■ EXERCISE INSTRUCTIONS
(1) In the CPU forum thread, what does parapentep70 say reduces single core performance in the best core when all cores are loaded?
(2) Reproduce the passage of the CPU forum thread between "I have an Intel" and "d.healey (Aug 11, 2022)", inclusive.

■ SOURCE EXTRACT
===
# Intel Core I9 10900K or AMD 9 5900x



## Tchem (Aug 10, 2022)

Hi everyone,

I'm building my computer for production and I'm in doubt between buying an intel or an AMD processor. Being the Intel core i9 10900k or AMD 9 AMD 9 5900x. 
My only doubt is about which of the two processors would have the best performance for this function.


----------



## Loerpert (Aug 10, 2022)

5900X would be my choice. Faster + more cores = win!


----------



## Loerpert (Aug 10, 2022)

Sorry I read 10700k. 10900k is a little bit better on single core performance I believe.


----------



## cedricm (Aug 11, 2022)

AMD all the way, unless you get a super duper deal of the century on Intel. 
I would have hesitated with Intel gen 12, but not gen 10.


----------



## Alex84 (Aug 11, 2022)

I have an Intel i3 12100.

https://cpu.userbenchmark.com/Compare/Intel-Core-i9-10900K-vs-Intel-Core-i3-12100/4071vs4126It has only 4 cores, but you can see , it has higher Singlecore Performance.
Also Gen 12 has HT (Hyperthreading) enabled under I7 too.


----------



## d.healey (Aug 11, 2022)

Alex84 said:


> Also Gen 12 has HT (Hyperthreading) enabled under I7 too.


So does 10th gen



Tchem said:


> Intel core i9 10900k or AMD 9 AMD 9 5900x.


Out of these two I'd go for the AMD. But I wouldn't get either of these. I'd get a 12th Gen Intel or wait for 13th Gen which is coming soon.


----------



## parapentep70 (Aug 11, 2022)

What's the use of buying a 12 or 16 core CPU and consider so important what you could do if limited to use a single core? Either you need the extra cores for performance or not. 

Single core performance is not guaranteed even for certain "star core" when the other cores are operating at full load. In fact when you load all cores, single core performance in the best core is reduced due to voltage drops and high temperature.

So if someone plays certain game limited to 4 cores, get the CPU with fastest 4 core performance (possibly more than 4 core but sure not a xeon or threadripper). But if your OS and DAW can efficiently manage true multicore, focus on multi-core performance.
===
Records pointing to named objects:
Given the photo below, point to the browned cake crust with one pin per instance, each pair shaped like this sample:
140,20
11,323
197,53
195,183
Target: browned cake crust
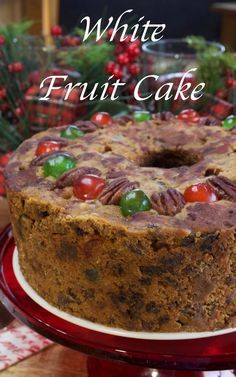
149,272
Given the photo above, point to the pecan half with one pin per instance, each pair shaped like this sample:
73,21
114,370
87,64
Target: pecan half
114,190
115,174
68,178
87,126
223,187
39,161
168,202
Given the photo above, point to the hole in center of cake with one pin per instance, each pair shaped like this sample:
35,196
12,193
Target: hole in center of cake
168,159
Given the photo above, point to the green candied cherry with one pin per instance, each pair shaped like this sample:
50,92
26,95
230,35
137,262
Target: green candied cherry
134,201
141,116
229,122
72,132
55,166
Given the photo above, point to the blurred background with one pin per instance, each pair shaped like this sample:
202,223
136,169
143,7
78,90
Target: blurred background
213,20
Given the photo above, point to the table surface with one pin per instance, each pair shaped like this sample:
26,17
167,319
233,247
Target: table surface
54,361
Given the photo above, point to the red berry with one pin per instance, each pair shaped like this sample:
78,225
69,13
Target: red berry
56,30
3,93
200,192
134,69
4,107
15,67
117,72
131,88
4,159
229,83
127,40
101,118
19,112
133,50
109,33
110,90
88,187
70,41
110,67
2,188
123,59
2,40
119,49
47,147
221,93
189,115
===
■ OUTPUTS FOR THE TASKS
(1) Voltage drops and high temperature.

(2)
I have an Intel i3 12100.

https://cpu.userbenchmark.com/Compare/Intel-Core-i9-10900K-vs-Intel-Core-i3-12100/4071vs4126It has only 4 cores, but you can see , it has higher Singlecore Performance.
Also Gen 12 has HT (Hyperthreading) enabled under I7 too.


----------



## d.healey (Aug 11, 2022)